[Items from a dataset]
━━━━━━

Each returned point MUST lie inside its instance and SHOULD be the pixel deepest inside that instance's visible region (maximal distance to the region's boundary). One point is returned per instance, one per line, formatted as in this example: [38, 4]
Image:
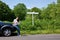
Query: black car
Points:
[6, 28]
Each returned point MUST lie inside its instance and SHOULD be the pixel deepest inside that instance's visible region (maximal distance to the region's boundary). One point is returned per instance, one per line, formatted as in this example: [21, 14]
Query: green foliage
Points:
[20, 11]
[5, 12]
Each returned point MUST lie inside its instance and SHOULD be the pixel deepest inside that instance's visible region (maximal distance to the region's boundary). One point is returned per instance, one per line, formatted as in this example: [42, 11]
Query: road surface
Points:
[33, 37]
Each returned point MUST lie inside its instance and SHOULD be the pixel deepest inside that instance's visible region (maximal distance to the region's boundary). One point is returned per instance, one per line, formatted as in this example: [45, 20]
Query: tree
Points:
[20, 11]
[35, 9]
[58, 1]
[5, 12]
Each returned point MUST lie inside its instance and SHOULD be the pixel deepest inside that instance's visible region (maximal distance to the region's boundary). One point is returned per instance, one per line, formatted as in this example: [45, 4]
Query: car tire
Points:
[7, 32]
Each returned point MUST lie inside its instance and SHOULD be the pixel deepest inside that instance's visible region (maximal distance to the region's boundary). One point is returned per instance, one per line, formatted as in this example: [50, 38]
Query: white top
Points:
[15, 22]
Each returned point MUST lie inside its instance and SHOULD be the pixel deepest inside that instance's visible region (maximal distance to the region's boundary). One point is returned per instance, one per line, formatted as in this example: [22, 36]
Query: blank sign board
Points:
[32, 12]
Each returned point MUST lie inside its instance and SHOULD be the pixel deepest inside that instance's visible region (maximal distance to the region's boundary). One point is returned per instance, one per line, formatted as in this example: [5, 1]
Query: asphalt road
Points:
[33, 37]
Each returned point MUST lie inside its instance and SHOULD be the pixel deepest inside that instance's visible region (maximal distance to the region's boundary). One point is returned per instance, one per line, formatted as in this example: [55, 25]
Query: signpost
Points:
[32, 16]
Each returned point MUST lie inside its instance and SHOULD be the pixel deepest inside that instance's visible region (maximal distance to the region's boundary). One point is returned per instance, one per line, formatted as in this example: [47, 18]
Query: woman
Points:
[16, 23]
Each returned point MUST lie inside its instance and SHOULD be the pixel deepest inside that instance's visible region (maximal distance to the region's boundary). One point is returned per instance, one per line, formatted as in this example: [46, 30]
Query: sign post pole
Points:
[32, 16]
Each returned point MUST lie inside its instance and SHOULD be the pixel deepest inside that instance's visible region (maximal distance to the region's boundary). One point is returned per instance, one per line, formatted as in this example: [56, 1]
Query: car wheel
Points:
[7, 32]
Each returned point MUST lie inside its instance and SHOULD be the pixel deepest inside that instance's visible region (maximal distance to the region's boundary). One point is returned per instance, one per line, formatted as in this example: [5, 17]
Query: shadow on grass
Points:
[13, 34]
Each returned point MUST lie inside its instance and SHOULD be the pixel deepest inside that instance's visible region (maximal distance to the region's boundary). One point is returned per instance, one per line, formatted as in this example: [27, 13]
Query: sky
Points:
[29, 3]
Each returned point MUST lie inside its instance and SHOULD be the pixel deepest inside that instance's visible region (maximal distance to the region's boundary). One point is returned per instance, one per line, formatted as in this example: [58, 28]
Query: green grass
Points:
[57, 31]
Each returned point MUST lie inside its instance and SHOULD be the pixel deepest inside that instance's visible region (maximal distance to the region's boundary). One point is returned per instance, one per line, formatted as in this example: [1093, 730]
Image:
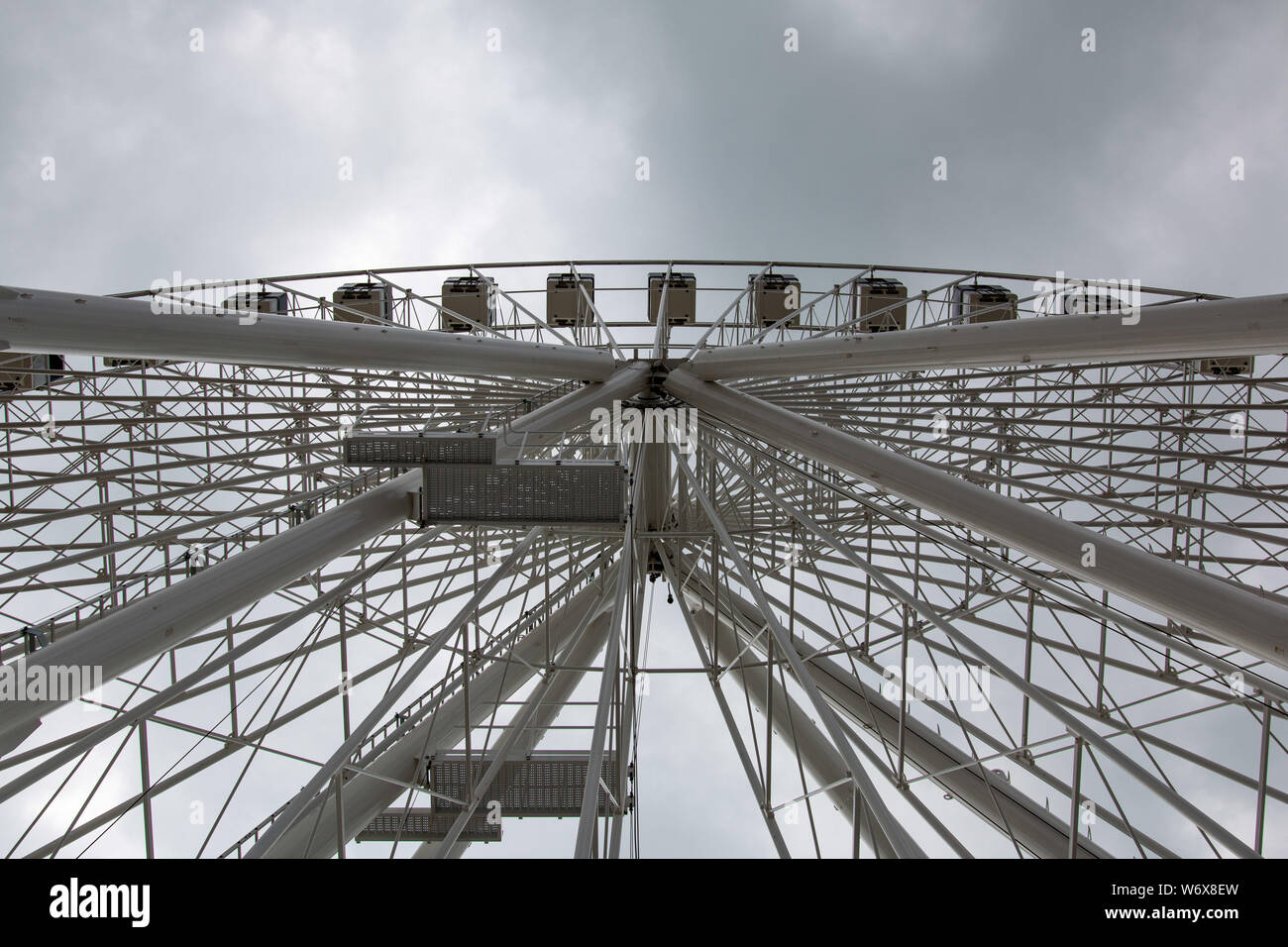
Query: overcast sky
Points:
[226, 162]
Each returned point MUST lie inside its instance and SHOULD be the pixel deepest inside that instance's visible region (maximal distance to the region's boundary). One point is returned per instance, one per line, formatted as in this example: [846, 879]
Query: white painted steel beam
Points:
[990, 795]
[548, 423]
[137, 633]
[903, 844]
[1185, 330]
[1232, 615]
[44, 321]
[366, 795]
[333, 768]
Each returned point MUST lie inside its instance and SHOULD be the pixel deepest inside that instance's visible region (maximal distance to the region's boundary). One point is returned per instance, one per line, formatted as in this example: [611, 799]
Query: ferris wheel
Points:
[400, 562]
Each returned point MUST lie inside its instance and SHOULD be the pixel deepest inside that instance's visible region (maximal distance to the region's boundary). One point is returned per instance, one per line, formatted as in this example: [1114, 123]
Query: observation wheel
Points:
[515, 558]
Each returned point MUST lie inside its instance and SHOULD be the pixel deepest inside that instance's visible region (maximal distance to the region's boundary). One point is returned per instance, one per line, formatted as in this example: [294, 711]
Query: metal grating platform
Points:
[544, 785]
[413, 450]
[578, 492]
[426, 825]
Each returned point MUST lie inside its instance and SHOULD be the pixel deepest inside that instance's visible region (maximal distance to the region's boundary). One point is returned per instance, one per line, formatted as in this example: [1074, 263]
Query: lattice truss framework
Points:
[1043, 710]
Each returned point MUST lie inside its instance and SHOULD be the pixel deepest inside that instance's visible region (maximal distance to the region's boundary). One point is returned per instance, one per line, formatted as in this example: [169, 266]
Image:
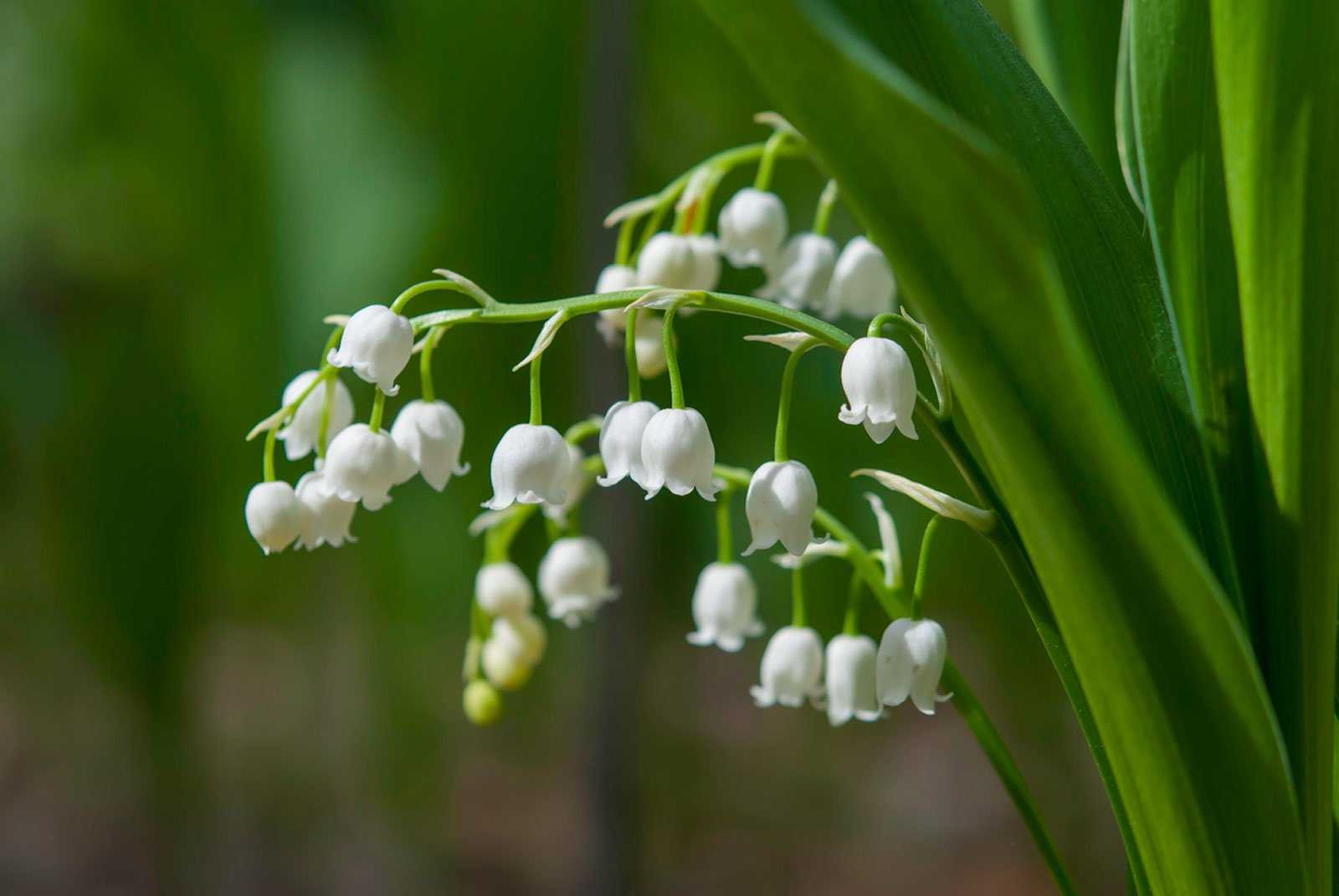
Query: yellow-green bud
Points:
[482, 704]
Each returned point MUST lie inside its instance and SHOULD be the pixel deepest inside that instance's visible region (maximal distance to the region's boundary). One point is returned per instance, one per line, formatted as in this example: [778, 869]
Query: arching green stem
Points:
[673, 362]
[787, 386]
[536, 398]
[798, 611]
[629, 356]
[923, 566]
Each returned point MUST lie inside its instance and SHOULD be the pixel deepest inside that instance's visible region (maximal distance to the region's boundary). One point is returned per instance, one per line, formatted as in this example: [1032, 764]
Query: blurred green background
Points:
[187, 189]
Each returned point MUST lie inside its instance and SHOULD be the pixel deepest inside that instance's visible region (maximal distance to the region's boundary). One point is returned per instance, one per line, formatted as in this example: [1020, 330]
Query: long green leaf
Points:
[1278, 89]
[955, 50]
[1162, 657]
[1175, 114]
[1073, 46]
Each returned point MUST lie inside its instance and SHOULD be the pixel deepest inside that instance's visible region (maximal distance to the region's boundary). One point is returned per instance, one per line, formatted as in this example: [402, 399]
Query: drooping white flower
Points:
[725, 606]
[529, 465]
[575, 579]
[502, 590]
[377, 343]
[432, 434]
[575, 484]
[863, 283]
[362, 465]
[620, 441]
[781, 503]
[300, 436]
[326, 516]
[792, 668]
[649, 346]
[706, 256]
[613, 322]
[274, 515]
[669, 260]
[678, 454]
[522, 634]
[753, 227]
[911, 661]
[800, 276]
[849, 686]
[880, 386]
[504, 666]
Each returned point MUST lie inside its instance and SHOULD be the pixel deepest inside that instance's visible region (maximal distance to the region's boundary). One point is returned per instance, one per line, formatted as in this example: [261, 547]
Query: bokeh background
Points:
[187, 189]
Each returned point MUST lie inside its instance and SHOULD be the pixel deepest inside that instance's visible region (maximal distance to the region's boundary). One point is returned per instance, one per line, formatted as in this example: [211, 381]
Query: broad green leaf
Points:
[1073, 47]
[1278, 89]
[1168, 675]
[1175, 114]
[955, 50]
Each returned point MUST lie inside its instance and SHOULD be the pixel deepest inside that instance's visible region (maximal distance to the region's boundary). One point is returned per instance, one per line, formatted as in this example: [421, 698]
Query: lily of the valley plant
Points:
[1125, 292]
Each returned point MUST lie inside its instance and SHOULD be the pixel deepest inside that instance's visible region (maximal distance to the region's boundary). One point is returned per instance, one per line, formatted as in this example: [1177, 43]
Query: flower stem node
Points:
[531, 465]
[502, 590]
[678, 454]
[753, 227]
[880, 386]
[911, 661]
[326, 517]
[303, 432]
[863, 283]
[620, 441]
[482, 704]
[792, 668]
[725, 607]
[362, 465]
[800, 276]
[377, 343]
[575, 579]
[781, 504]
[432, 434]
[274, 516]
[849, 681]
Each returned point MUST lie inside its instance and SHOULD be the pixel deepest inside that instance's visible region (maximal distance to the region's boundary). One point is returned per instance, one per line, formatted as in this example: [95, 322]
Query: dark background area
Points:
[187, 189]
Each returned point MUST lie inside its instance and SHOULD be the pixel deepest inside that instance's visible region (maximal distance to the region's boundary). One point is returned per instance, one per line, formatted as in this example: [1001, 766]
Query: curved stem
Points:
[673, 362]
[536, 398]
[629, 356]
[787, 387]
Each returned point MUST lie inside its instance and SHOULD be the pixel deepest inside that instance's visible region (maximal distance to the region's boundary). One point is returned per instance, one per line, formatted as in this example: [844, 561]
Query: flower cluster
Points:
[539, 470]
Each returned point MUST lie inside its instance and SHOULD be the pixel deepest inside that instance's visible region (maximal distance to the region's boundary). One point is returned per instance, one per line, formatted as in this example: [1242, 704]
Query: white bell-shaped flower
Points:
[575, 579]
[781, 503]
[504, 666]
[432, 434]
[706, 261]
[620, 441]
[792, 668]
[575, 485]
[753, 227]
[678, 454]
[377, 343]
[300, 436]
[800, 276]
[880, 386]
[522, 634]
[669, 260]
[274, 515]
[362, 465]
[502, 590]
[863, 283]
[849, 686]
[725, 607]
[649, 346]
[529, 465]
[326, 517]
[911, 661]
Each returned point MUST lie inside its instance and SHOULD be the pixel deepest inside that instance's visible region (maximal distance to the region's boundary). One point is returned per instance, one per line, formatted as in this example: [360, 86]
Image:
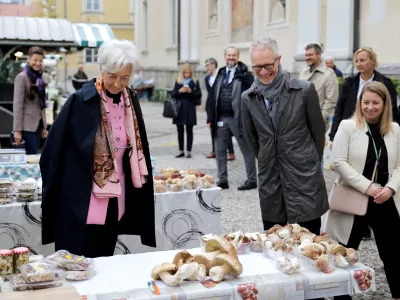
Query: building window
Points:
[213, 17]
[92, 5]
[172, 23]
[277, 12]
[242, 12]
[91, 56]
[144, 25]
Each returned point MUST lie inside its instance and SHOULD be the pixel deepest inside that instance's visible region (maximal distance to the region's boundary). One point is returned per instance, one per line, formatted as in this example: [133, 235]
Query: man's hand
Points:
[18, 137]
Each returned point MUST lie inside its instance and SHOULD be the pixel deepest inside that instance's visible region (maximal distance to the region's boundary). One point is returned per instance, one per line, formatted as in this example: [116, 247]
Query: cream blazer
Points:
[350, 148]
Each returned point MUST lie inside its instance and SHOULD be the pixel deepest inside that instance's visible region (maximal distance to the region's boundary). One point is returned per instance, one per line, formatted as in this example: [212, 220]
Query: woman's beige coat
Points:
[349, 155]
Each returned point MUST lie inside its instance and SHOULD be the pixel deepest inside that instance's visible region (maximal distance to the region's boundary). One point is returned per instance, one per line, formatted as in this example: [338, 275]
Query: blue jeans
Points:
[32, 141]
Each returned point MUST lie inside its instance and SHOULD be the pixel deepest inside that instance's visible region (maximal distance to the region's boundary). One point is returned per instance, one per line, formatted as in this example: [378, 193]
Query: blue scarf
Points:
[36, 78]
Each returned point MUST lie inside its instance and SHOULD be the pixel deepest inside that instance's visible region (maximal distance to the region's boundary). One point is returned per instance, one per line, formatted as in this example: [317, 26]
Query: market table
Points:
[180, 218]
[126, 277]
[20, 171]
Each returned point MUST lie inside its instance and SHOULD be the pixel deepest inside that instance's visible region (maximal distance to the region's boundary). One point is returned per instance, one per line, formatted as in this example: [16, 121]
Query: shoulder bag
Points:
[171, 108]
[349, 200]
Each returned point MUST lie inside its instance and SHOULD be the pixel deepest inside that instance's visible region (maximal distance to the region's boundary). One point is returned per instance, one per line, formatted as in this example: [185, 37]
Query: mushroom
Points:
[167, 272]
[216, 243]
[198, 271]
[225, 264]
[181, 258]
[296, 228]
[351, 256]
[273, 229]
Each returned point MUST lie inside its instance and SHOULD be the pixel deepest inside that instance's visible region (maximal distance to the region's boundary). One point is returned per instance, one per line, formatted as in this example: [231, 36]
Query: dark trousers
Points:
[100, 240]
[384, 220]
[222, 137]
[314, 225]
[32, 141]
[230, 145]
[181, 137]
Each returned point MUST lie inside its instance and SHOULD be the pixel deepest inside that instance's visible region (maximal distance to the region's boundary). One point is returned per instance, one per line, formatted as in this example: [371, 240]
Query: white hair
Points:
[265, 43]
[116, 54]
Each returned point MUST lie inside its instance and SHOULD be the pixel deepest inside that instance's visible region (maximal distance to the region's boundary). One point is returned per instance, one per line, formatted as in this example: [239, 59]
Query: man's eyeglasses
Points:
[267, 67]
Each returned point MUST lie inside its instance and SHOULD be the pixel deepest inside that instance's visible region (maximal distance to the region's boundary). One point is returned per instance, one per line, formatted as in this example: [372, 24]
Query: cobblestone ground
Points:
[240, 210]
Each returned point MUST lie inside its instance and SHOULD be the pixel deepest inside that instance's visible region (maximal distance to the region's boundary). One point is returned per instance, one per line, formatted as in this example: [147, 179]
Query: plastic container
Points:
[175, 187]
[21, 257]
[18, 283]
[6, 264]
[6, 182]
[40, 272]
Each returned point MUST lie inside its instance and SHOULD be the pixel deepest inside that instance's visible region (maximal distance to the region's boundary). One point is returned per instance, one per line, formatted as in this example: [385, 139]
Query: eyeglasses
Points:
[267, 67]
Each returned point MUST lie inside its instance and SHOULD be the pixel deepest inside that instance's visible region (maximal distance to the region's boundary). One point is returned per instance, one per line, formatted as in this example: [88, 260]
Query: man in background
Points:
[212, 71]
[330, 63]
[324, 80]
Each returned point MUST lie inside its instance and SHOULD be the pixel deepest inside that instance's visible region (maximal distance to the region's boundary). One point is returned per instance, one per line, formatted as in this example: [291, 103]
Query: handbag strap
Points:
[373, 174]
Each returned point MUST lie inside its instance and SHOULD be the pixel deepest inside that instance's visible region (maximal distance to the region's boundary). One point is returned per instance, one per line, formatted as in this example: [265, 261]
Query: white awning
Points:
[92, 35]
[36, 31]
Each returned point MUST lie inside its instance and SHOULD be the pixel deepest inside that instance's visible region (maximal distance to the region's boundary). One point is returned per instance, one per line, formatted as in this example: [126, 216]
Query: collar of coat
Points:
[89, 90]
[291, 82]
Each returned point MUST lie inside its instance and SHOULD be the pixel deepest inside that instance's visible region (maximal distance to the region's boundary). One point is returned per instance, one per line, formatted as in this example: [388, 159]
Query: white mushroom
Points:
[225, 265]
[167, 273]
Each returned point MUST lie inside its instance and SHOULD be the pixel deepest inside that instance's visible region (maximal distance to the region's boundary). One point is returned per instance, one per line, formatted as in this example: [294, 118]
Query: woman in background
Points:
[186, 91]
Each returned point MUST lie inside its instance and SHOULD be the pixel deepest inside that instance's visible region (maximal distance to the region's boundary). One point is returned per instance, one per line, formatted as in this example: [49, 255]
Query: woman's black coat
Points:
[66, 165]
[187, 113]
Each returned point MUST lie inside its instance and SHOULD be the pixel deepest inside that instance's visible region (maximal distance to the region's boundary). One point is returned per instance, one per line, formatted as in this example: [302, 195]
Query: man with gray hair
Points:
[284, 128]
[330, 63]
[225, 117]
[212, 72]
[324, 80]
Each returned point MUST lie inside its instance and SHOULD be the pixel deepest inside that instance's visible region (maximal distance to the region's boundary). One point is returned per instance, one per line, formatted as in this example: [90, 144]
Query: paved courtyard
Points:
[240, 210]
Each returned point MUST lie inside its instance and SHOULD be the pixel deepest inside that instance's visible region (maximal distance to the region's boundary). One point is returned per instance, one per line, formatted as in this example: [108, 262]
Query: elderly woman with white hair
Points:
[96, 166]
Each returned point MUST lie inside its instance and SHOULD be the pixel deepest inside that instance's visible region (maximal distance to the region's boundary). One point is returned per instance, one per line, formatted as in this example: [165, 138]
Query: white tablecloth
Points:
[180, 219]
[126, 277]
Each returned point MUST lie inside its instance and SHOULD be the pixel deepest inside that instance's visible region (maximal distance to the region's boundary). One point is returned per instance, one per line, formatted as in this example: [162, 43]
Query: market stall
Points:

━━━━━━

* Problem statement
If a line above holds the string "green", copy it out.

* Your solution
Query: green foliage
Query: green grass
Query: yellow-green bud
Query: arching green stem
Query: blurred green background
Query: long green leaf
Query: broad green leaf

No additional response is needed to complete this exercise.